Lawrence Wright
Lawrence Wright; drawing by James Ferguson

Lawrence Wright is one of the most lucid writers on the subject of Islamic extremism. His articles for The New Yorker have done a great deal to educate Americans who likely knew little about terrorism in the Middle East before September 11 and still are confused by it. His much-admired book The Looming Tower (2006) showed how al-Qaeda managed to carry out what is still the most audacious and powerful act of terrorism in history.

In his new book, The Terror Years, a collection of essays, Wright again helps us understand Islamic extremism and the West’s reaction to it. From al-Qaeda, formed in 1988, to the Taliban, which came into being in 1994, to the more recent Islamic State (IsiS), which announced its existence in 2013, and Boko Haram in Africa, Wright records the spread and evolution of the jihadist movement.

From the start, Wright plainly acknowledges America’s own contributions to the dire situation in the Middle East:

America’s involvement in the Middle East since 9/11 has been a long series of failures. Our own actions have been responsible for much of the unfolding catastrophe. The 2003 invasion of Iraq by US and coalition partners stands as one of the greatest blunders in American history.

Still, Wright maintains a studious balance in all his essays, attributing responsibility for the current situation both to unwise American decisions and to ambitions and disputes within the jihadist movement.

■ **Excerpted data**:

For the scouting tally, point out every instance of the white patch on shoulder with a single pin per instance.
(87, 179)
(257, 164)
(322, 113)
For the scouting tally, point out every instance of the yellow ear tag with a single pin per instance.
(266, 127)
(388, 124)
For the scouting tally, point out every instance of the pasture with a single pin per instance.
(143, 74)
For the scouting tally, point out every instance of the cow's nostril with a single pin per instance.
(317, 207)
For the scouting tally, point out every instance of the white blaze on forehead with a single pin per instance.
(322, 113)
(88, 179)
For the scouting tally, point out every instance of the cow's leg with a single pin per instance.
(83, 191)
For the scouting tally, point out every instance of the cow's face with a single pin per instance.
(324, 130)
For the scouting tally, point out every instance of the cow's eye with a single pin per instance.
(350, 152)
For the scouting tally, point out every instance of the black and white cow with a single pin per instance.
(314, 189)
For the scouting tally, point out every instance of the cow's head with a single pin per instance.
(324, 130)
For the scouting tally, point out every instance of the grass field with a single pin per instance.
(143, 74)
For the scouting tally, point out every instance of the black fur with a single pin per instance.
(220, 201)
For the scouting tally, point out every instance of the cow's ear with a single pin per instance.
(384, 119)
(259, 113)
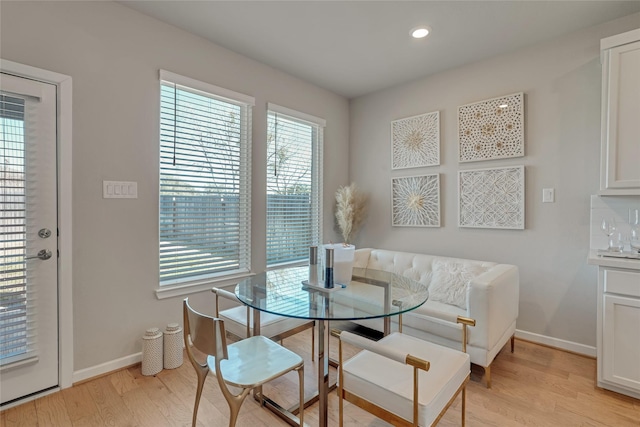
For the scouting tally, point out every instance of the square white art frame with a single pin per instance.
(415, 201)
(491, 198)
(491, 129)
(415, 141)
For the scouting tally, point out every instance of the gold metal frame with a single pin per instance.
(209, 337)
(417, 364)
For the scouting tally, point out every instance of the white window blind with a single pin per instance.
(294, 185)
(17, 337)
(205, 181)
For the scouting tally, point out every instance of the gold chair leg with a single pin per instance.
(301, 379)
(235, 403)
(202, 376)
(340, 386)
(464, 403)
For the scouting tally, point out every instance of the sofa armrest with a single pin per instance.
(493, 299)
(361, 257)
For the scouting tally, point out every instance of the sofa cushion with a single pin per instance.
(450, 280)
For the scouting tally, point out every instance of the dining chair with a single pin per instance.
(402, 379)
(271, 326)
(246, 364)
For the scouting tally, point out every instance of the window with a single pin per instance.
(294, 184)
(205, 178)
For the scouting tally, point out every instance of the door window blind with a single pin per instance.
(294, 185)
(205, 178)
(17, 338)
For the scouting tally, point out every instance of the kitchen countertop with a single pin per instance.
(603, 261)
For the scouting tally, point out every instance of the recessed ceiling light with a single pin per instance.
(418, 33)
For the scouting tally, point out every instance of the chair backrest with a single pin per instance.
(207, 333)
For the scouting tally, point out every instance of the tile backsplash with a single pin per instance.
(616, 207)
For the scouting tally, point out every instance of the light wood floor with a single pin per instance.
(535, 386)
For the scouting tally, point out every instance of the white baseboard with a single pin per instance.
(571, 346)
(104, 368)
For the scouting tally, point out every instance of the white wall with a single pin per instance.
(113, 55)
(561, 82)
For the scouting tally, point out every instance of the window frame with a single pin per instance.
(180, 286)
(318, 124)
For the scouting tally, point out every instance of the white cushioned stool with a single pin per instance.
(402, 379)
(271, 326)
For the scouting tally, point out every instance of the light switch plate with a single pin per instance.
(119, 190)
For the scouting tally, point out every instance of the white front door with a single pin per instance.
(28, 238)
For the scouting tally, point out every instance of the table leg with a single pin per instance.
(323, 372)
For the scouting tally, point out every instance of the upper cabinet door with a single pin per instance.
(620, 162)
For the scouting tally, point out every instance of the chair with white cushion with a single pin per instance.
(239, 365)
(271, 326)
(404, 380)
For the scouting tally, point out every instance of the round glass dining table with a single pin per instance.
(370, 294)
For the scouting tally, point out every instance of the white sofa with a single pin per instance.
(487, 292)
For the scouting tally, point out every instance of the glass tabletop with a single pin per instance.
(370, 294)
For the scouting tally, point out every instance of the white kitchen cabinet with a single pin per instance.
(620, 155)
(619, 330)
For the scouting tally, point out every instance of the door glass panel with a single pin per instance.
(15, 337)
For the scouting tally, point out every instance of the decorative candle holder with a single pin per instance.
(328, 268)
(313, 265)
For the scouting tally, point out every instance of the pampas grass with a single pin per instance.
(351, 206)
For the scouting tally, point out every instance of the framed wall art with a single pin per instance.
(491, 198)
(416, 201)
(415, 141)
(491, 129)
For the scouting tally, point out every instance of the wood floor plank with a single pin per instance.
(123, 381)
(91, 420)
(78, 402)
(536, 386)
(21, 416)
(52, 411)
(145, 412)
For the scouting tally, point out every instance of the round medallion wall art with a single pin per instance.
(491, 129)
(415, 141)
(487, 198)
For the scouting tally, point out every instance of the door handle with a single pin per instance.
(43, 254)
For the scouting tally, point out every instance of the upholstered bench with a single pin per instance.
(485, 291)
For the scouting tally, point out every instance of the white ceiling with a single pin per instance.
(356, 47)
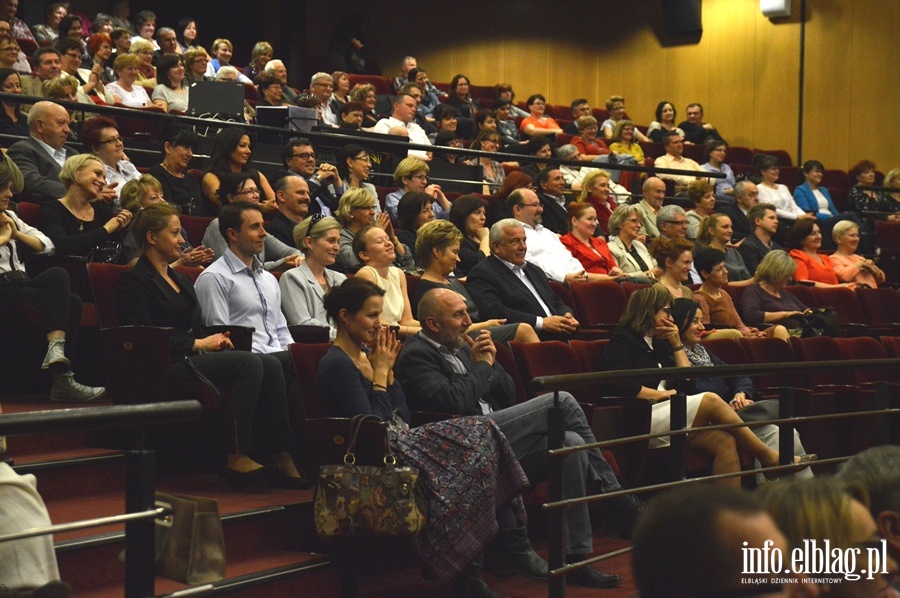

■ **Problems to solve**:
1. Do these statements agree with the piece on Lawrence Wright? Answer yes or no for each, quoting the deciding words. (a) The Looming Tower appeared in 2006. (b) The Taliban came into being in 1988. (c) Wright places responsibility solely on American decisions.
2. According to the piece on Lawrence Wright, in what year did the Islamic State announce its existence?
3. Carry on writing the piece on Lawrence Wright from the point where it stops.
The material is not needed here.

■ **Activity answers**:
1.
(a) Yes: "His much-admired book The Looming Tower (2006)"
(b) No: "the Taliban, which came into being in 1994"
(c) No: "attributing responsibility for the current situation both to unwise American decisions and to ambitions and disputes within the jihadist movement"

2. 2013.

3.
The first chapter, “The Man Behind bin Laden,” is a telling portrait of Ayman al-Zawahiri, the leader of the Egyptian Islamist terrorist group al-Jihad, who wrote, together with Osama bin Laden, the fatwa that in 1998 officially announced the formation of the International Islamic Front for Jihad on the Jews and Crusaders, an alliance of international jihadist groups, and that called on Muslims to kill Americans and their allies anywhere in the world. In June 2001, the two men formally merged al-Qaeda and al-Jihad, with bin Laden serving as the new organization’s public face, and Zawahiri doing much of the plotting and decision-making; he planned, for instance, the September 11 attacks on the World Trade Center and the Pentagon. Wright describes Zawahiri’s upper-middle-class professional background in Cairo, his career as a surgeon for the Egyptian army, his bitter years in prison, and his eventual rise to al-Jihad’s leadership. In the years since the essay’s original publication, bin Laden has been killed and Zawahiri has been recognized as the head of al-Qaeda. Although his movements are secret, he remains in charge today.

Describing video footage from the opening day of Zawahiri’s 1982 trial for conspiring in the killing of Egyptian President Anwar Sadat, Wright recalls one of the most important moments in the history of Islamic extremism:

Finally, the camera settles on Zawahiri, who stands apart from the chaos with a look of solemn, focused intensity…. At a signal, the other prisoners fall silent, and Zawahiri cries out, “…Who are we? Who are we?… We are Muslims who believe in their religion, both in ideology and practice, and hence we tried our best to establish an Islamic state and an Islamic society!”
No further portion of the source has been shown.